> Stated exercise
Return every line of the rows below that contains the string "truck", treating uppercase and lowercase as different.

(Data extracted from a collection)
───
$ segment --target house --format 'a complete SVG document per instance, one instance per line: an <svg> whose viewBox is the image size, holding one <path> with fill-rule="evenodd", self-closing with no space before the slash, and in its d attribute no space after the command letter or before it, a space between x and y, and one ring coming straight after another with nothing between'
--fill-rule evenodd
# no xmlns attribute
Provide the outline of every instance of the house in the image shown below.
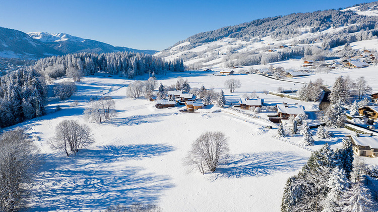
<svg viewBox="0 0 378 212"><path fill-rule="evenodd" d="M366 116L371 119L378 119L378 106L365 106L358 109L360 116Z"/></svg>
<svg viewBox="0 0 378 212"><path fill-rule="evenodd" d="M181 90L170 90L168 91L168 97L171 98L173 95L175 98L176 98L179 97L181 94L182 94L182 91Z"/></svg>
<svg viewBox="0 0 378 212"><path fill-rule="evenodd" d="M281 119L288 119L290 115L296 116L298 114L304 113L303 107L300 104L283 103L277 104L276 107L278 116Z"/></svg>
<svg viewBox="0 0 378 212"><path fill-rule="evenodd" d="M249 110L250 108L254 107L255 108L261 108L264 101L260 98L240 98L239 100L239 103L240 104L240 108L244 110Z"/></svg>
<svg viewBox="0 0 378 212"><path fill-rule="evenodd" d="M174 108L176 105L176 101L168 101L166 99L158 99L156 100L156 104L155 107L156 108L162 109L162 108Z"/></svg>
<svg viewBox="0 0 378 212"><path fill-rule="evenodd" d="M299 71L286 71L286 77L301 77L302 76L308 76L310 74L308 72Z"/></svg>
<svg viewBox="0 0 378 212"><path fill-rule="evenodd" d="M196 96L193 93L181 93L179 98L181 101L194 101L196 100Z"/></svg>
<svg viewBox="0 0 378 212"><path fill-rule="evenodd" d="M186 106L186 110L190 112L194 112L204 107L204 104L200 101L186 101L185 105Z"/></svg>
<svg viewBox="0 0 378 212"><path fill-rule="evenodd" d="M378 103L378 93L373 93L370 95L370 98L371 99L371 102L374 104Z"/></svg>
<svg viewBox="0 0 378 212"><path fill-rule="evenodd" d="M361 68L363 67L367 67L369 66L369 64L364 62L360 61L357 60L347 60L347 62L345 63L344 65L344 67L355 69L355 68Z"/></svg>
<svg viewBox="0 0 378 212"><path fill-rule="evenodd" d="M304 64L311 64L313 63L313 61L308 60L304 61L304 62L303 62L303 63Z"/></svg>
<svg viewBox="0 0 378 212"><path fill-rule="evenodd" d="M353 152L357 156L378 156L378 136L352 135Z"/></svg>
<svg viewBox="0 0 378 212"><path fill-rule="evenodd" d="M222 75L232 75L234 74L233 71L221 71L219 72L219 74Z"/></svg>

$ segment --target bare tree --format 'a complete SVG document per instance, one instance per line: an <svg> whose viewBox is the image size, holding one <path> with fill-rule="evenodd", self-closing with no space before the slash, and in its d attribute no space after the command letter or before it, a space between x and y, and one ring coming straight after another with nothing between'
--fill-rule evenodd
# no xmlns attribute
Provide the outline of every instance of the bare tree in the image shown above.
<svg viewBox="0 0 378 212"><path fill-rule="evenodd" d="M65 81L54 87L54 93L60 100L70 97L76 90L76 85L72 82Z"/></svg>
<svg viewBox="0 0 378 212"><path fill-rule="evenodd" d="M110 96L104 96L98 100L89 102L89 107L84 111L84 115L89 121L101 123L110 120L115 116L115 104Z"/></svg>
<svg viewBox="0 0 378 212"><path fill-rule="evenodd" d="M228 157L228 143L221 132L206 132L192 144L184 163L192 168L198 168L201 173L214 172L220 163Z"/></svg>
<svg viewBox="0 0 378 212"><path fill-rule="evenodd" d="M131 98L139 98L143 93L144 85L144 83L140 81L131 83L126 90L128 96Z"/></svg>
<svg viewBox="0 0 378 212"><path fill-rule="evenodd" d="M80 149L94 142L88 126L74 120L64 120L59 123L55 128L55 136L49 141L53 148L64 151L68 157L70 153L76 155Z"/></svg>
<svg viewBox="0 0 378 212"><path fill-rule="evenodd" d="M235 89L241 86L241 83L239 80L235 80L234 79L230 79L226 80L224 82L224 85L230 89L230 92L233 92L235 91Z"/></svg>
<svg viewBox="0 0 378 212"><path fill-rule="evenodd" d="M0 147L0 211L17 211L26 204L40 161L38 149L20 128L3 133Z"/></svg>
<svg viewBox="0 0 378 212"><path fill-rule="evenodd" d="M80 82L81 78L84 76L83 71L79 70L73 67L69 67L66 71L66 75L68 77L72 77L74 82Z"/></svg>

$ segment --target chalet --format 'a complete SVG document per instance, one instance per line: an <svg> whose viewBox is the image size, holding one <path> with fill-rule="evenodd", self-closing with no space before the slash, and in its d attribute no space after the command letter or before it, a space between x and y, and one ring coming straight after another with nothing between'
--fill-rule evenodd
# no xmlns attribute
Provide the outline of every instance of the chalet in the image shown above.
<svg viewBox="0 0 378 212"><path fill-rule="evenodd" d="M175 98L177 98L180 96L180 95L182 94L182 91L181 90L170 90L168 91L168 97L169 98L172 97L172 95L174 96Z"/></svg>
<svg viewBox="0 0 378 212"><path fill-rule="evenodd" d="M234 71L221 71L219 72L219 74L221 75L232 75L234 74Z"/></svg>
<svg viewBox="0 0 378 212"><path fill-rule="evenodd" d="M261 108L263 105L263 99L260 98L241 98L239 100L240 108L244 110L249 110L250 108Z"/></svg>
<svg viewBox="0 0 378 212"><path fill-rule="evenodd" d="M378 119L378 106L365 106L358 109L360 116L366 116L371 119Z"/></svg>
<svg viewBox="0 0 378 212"><path fill-rule="evenodd" d="M345 63L344 67L348 68L361 68L369 66L369 64L364 62L360 61L357 60L347 60L347 62Z"/></svg>
<svg viewBox="0 0 378 212"><path fill-rule="evenodd" d="M185 105L186 106L186 110L190 112L194 112L204 107L204 104L200 101L186 101Z"/></svg>
<svg viewBox="0 0 378 212"><path fill-rule="evenodd" d="M308 76L309 73L303 71L286 71L286 77L301 77L302 76Z"/></svg>
<svg viewBox="0 0 378 212"><path fill-rule="evenodd" d="M378 93L373 93L372 94L370 95L370 98L371 99L371 102L374 103L374 104L376 104L378 103Z"/></svg>
<svg viewBox="0 0 378 212"><path fill-rule="evenodd" d="M353 152L357 156L378 156L378 136L352 135L350 137L353 143Z"/></svg>
<svg viewBox="0 0 378 212"><path fill-rule="evenodd" d="M155 107L156 108L162 109L162 108L174 108L176 105L176 101L168 101L165 99L158 99L156 100L156 104Z"/></svg>
<svg viewBox="0 0 378 212"><path fill-rule="evenodd" d="M181 101L194 101L196 100L196 96L193 93L181 93L179 96Z"/></svg>
<svg viewBox="0 0 378 212"><path fill-rule="evenodd" d="M278 117L281 119L288 119L290 115L296 116L304 113L303 107L300 104L277 104L276 107Z"/></svg>
<svg viewBox="0 0 378 212"><path fill-rule="evenodd" d="M303 63L304 64L312 64L313 63L313 61L308 60L304 61L304 62L303 62Z"/></svg>

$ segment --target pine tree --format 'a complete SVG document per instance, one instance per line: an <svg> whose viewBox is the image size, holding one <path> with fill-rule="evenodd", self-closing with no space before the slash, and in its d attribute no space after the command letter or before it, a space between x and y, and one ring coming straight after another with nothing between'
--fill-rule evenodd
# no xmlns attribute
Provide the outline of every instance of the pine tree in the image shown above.
<svg viewBox="0 0 378 212"><path fill-rule="evenodd" d="M324 127L321 125L318 127L318 131L317 132L317 137L318 138L328 138L330 136L330 132L328 130L324 129Z"/></svg>
<svg viewBox="0 0 378 212"><path fill-rule="evenodd" d="M223 107L226 104L226 98L224 97L224 92L223 92L223 89L221 89L221 92L219 93L219 95L217 99L217 105L220 107Z"/></svg>
<svg viewBox="0 0 378 212"><path fill-rule="evenodd" d="M358 105L357 103L357 101L353 101L353 103L352 104L352 106L350 107L349 110L349 114L351 116L358 116Z"/></svg>
<svg viewBox="0 0 378 212"><path fill-rule="evenodd" d="M277 135L276 135L276 138L283 138L285 137L285 130L283 129L283 125L282 125L282 123L280 123L280 125L278 126L278 130L277 131Z"/></svg>

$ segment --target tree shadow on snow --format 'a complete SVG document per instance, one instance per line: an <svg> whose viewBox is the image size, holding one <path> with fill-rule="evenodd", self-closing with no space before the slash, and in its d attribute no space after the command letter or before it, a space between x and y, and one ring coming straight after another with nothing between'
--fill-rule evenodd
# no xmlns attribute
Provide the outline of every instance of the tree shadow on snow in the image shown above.
<svg viewBox="0 0 378 212"><path fill-rule="evenodd" d="M217 169L218 177L239 178L261 177L277 172L289 172L298 170L307 158L295 152L264 152L232 156L227 165Z"/></svg>
<svg viewBox="0 0 378 212"><path fill-rule="evenodd" d="M106 146L83 150L75 157L49 155L36 178L34 203L29 209L103 210L118 204L156 203L162 192L174 187L169 177L121 163L173 150L172 146L165 144Z"/></svg>

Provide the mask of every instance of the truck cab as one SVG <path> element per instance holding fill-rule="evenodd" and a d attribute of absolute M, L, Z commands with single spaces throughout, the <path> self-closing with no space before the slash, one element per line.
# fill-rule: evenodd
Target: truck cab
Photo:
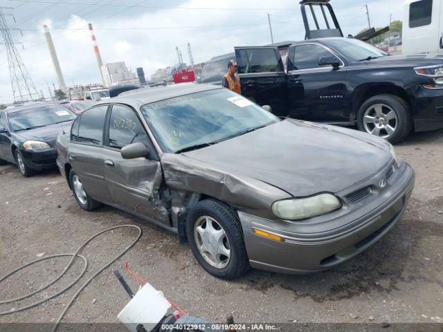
───
> Complete answer
Provide the mask of every instance of the truck cab as one SVG <path> element per instance holding fill-rule="evenodd" and a d attribute of absolute M, L, Z commands with single spaces throughout, the <path> self-closing with no space before the slash, one element per line.
Target: truck cab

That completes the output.